(Material to process)

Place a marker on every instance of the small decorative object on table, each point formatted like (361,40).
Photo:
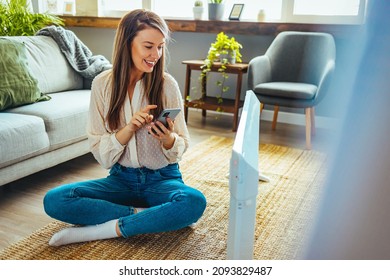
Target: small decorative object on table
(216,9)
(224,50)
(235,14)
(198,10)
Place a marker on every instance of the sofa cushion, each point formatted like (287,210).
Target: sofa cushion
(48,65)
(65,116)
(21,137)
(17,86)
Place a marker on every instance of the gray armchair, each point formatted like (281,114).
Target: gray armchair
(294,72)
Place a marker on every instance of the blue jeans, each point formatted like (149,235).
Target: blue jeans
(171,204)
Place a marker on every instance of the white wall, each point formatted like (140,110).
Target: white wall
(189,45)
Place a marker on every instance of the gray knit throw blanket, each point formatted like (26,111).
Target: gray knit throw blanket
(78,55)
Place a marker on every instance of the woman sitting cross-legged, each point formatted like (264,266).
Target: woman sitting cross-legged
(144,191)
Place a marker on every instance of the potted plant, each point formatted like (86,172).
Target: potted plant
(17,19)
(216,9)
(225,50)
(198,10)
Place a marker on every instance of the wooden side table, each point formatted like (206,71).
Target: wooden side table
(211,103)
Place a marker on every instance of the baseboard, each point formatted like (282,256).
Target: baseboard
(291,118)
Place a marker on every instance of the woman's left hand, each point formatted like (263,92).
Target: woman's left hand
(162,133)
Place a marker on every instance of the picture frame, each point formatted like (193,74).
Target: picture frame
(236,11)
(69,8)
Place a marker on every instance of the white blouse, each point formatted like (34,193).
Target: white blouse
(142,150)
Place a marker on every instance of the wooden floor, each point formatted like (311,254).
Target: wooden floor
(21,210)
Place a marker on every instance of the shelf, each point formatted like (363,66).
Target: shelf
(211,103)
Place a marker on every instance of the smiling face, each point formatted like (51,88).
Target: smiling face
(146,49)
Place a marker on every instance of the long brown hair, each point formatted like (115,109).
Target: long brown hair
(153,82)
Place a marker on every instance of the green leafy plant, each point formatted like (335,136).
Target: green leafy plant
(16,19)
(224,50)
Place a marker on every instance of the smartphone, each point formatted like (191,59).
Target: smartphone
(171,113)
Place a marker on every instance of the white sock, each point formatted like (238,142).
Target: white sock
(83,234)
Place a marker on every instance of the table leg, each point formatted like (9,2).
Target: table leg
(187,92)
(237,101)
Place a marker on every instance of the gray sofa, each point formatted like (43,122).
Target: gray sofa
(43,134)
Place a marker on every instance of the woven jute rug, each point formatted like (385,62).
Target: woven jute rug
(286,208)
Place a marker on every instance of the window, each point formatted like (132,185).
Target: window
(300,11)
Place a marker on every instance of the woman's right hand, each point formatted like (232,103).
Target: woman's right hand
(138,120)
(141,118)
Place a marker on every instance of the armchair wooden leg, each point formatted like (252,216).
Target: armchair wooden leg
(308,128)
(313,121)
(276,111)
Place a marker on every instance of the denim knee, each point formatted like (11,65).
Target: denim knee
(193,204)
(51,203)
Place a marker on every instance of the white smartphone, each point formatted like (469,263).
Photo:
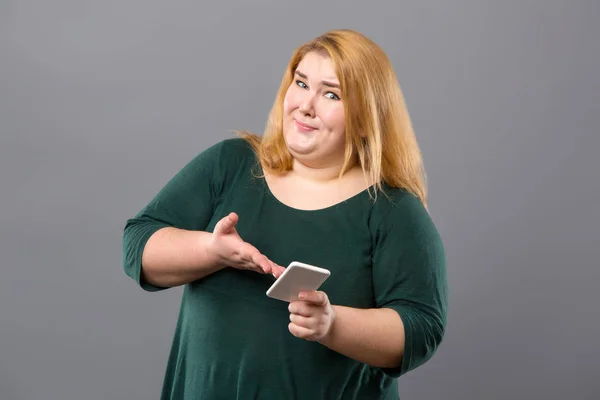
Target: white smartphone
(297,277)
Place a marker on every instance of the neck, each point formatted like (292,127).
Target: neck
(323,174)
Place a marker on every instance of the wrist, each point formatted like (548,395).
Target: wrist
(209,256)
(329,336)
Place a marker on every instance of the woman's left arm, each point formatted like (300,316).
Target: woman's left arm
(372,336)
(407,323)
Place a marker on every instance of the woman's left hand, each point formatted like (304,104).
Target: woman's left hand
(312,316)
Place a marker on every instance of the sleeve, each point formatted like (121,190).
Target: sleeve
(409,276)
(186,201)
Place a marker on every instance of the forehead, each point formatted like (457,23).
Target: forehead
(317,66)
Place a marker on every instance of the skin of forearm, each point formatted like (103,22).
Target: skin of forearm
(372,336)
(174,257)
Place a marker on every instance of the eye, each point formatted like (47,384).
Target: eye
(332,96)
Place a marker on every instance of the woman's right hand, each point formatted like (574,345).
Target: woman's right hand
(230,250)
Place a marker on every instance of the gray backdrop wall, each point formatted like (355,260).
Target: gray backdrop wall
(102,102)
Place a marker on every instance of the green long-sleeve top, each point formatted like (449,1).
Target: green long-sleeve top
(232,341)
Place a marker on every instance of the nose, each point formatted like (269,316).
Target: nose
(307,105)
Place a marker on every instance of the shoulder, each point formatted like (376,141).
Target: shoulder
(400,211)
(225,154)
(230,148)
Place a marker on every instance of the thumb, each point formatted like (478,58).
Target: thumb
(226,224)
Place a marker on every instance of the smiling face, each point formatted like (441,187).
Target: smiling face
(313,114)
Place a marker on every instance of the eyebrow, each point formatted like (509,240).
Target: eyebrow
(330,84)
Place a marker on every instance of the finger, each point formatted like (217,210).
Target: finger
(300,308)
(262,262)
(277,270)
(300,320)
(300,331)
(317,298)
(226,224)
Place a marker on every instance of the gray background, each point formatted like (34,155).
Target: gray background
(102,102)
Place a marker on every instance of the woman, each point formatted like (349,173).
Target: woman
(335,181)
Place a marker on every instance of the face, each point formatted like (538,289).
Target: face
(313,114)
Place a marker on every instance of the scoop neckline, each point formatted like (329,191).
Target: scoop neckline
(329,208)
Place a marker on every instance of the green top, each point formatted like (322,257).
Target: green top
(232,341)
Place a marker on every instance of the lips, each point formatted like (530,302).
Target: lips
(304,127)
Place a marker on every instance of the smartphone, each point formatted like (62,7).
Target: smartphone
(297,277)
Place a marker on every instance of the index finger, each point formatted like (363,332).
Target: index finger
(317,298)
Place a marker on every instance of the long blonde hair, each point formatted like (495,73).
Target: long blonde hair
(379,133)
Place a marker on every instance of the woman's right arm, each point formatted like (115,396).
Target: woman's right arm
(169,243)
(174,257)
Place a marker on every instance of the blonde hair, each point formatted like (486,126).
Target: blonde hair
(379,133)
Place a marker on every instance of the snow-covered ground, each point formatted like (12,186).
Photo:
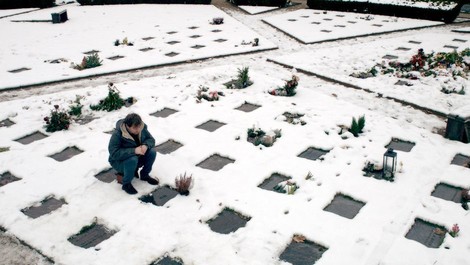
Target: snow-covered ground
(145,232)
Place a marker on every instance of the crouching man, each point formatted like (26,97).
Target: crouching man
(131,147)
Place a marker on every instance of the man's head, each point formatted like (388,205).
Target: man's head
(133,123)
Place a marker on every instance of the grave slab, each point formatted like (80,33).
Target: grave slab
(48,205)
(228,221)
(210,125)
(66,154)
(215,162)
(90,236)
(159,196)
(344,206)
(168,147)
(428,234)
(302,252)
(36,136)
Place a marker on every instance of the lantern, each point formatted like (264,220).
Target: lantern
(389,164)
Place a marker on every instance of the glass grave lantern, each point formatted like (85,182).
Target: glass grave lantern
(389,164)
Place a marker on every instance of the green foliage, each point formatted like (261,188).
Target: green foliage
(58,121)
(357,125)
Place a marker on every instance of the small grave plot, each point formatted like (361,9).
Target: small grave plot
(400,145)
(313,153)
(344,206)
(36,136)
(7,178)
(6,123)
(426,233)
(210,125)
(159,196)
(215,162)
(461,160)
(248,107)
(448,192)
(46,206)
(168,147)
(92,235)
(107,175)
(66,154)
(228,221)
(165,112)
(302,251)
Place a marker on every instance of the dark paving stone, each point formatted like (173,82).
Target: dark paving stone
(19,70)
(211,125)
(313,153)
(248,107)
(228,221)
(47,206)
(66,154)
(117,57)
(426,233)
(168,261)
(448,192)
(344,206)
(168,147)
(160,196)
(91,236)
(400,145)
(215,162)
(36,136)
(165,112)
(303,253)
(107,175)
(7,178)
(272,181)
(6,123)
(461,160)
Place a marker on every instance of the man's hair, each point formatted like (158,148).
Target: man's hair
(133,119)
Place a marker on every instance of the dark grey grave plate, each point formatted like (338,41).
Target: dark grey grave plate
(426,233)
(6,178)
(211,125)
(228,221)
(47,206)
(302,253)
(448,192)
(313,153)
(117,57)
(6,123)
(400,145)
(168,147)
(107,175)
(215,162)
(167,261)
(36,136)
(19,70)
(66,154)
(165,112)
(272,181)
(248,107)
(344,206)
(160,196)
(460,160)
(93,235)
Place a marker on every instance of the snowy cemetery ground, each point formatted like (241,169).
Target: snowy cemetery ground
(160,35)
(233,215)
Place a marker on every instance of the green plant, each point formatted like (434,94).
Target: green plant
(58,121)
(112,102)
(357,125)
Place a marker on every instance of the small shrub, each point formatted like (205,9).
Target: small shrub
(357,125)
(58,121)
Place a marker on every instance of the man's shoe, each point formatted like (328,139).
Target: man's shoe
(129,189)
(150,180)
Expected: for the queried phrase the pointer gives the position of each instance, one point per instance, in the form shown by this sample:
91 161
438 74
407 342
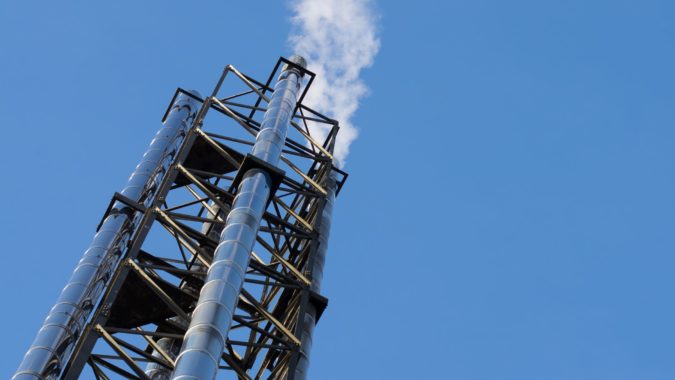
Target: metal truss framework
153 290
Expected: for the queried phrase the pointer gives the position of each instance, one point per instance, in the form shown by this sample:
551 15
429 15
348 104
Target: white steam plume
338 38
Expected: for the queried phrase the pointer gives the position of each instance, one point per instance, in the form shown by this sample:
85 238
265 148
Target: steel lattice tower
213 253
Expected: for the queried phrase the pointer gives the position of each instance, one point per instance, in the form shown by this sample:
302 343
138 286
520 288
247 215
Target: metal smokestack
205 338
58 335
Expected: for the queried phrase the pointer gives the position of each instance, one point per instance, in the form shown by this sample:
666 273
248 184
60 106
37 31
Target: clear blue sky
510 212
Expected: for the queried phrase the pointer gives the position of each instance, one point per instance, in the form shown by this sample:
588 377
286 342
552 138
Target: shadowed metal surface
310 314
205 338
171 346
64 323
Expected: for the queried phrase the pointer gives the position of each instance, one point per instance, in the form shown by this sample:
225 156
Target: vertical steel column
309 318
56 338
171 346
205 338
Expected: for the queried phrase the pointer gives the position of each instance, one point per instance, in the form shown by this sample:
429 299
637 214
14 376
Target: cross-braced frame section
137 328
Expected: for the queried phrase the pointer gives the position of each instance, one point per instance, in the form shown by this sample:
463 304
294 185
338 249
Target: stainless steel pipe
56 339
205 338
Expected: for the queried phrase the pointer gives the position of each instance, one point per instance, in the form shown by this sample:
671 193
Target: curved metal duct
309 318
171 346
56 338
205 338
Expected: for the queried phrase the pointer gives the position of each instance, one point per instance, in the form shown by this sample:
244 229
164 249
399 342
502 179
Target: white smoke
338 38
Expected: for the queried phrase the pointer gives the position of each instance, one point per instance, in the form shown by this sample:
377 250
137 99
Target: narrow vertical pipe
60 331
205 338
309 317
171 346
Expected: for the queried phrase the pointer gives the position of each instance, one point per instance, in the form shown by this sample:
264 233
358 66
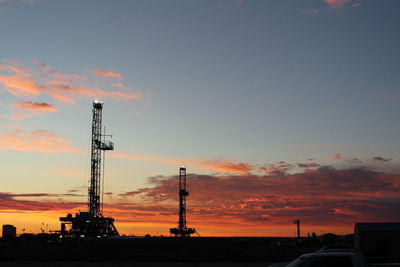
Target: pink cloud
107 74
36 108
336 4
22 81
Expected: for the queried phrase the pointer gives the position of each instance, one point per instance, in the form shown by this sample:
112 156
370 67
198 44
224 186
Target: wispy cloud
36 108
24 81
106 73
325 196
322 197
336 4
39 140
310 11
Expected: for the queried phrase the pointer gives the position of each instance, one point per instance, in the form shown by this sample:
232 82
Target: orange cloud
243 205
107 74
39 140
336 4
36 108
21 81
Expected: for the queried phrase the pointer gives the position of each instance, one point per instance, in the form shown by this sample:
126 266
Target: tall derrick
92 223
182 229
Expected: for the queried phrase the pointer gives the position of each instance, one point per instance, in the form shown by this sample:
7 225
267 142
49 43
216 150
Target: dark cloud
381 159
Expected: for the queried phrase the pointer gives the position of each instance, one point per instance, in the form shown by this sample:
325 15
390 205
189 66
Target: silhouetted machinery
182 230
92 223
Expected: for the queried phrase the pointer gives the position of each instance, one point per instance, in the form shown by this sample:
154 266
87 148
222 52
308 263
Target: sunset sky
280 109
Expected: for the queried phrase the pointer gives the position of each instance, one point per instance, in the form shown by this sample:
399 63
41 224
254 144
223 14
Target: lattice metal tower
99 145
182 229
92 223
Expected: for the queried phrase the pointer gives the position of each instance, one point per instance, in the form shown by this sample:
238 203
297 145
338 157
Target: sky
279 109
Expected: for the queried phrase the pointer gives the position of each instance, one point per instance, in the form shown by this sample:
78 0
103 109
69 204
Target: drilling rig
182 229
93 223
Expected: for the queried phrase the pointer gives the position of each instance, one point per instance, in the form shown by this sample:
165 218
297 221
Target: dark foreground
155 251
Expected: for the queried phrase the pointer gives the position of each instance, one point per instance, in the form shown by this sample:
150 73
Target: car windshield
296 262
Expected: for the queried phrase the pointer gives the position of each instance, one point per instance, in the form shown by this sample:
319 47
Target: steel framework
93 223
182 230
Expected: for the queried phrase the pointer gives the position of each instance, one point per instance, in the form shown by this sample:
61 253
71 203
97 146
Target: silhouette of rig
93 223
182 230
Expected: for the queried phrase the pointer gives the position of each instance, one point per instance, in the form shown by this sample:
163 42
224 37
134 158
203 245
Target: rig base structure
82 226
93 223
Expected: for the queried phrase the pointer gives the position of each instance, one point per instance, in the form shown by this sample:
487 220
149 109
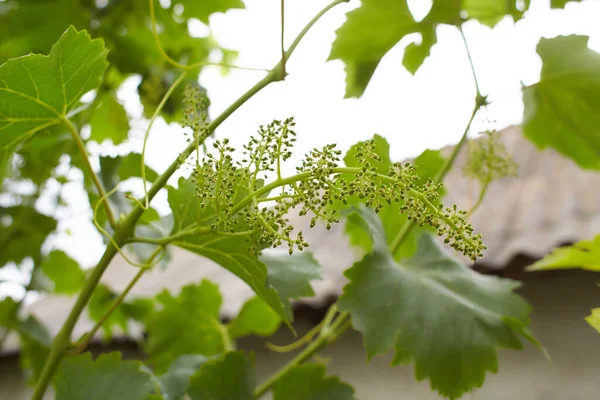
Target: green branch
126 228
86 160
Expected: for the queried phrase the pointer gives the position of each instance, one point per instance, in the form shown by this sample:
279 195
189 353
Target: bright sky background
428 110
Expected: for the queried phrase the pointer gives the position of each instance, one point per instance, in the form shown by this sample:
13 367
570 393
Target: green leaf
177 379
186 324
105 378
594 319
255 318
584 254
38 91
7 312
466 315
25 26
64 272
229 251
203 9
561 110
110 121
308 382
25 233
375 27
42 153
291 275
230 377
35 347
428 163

(End Material to process)

### Brief
Taking the lines above, repeat exactly those from the line that contains "formatted like (304,104)." through the line that contains "formatted like (574,345).", and both of those lines as well. Include nothing else.

### Expected answer
Place a marker on every instance of the woman's left hand, each point formatted like (304,104).
Target: woman's left hand
(312,316)
Place a marker on every instance of the sleeve, each point formatted like (121,190).
Target: sleeve
(409,276)
(186,201)
Place a marker on every instance of the forehead, each point formatted like (457,23).
Target: forehead
(317,66)
Place a marker on every instance of the skin of forearm, each point formatted like (103,22).
Target: skin of forearm
(372,336)
(174,257)
Place a marker on every instance of the eye, each point formatted like (47,384).
Target: eye
(332,96)
Place a marker on every instance of the woman's right hand, each point formatted like (574,345).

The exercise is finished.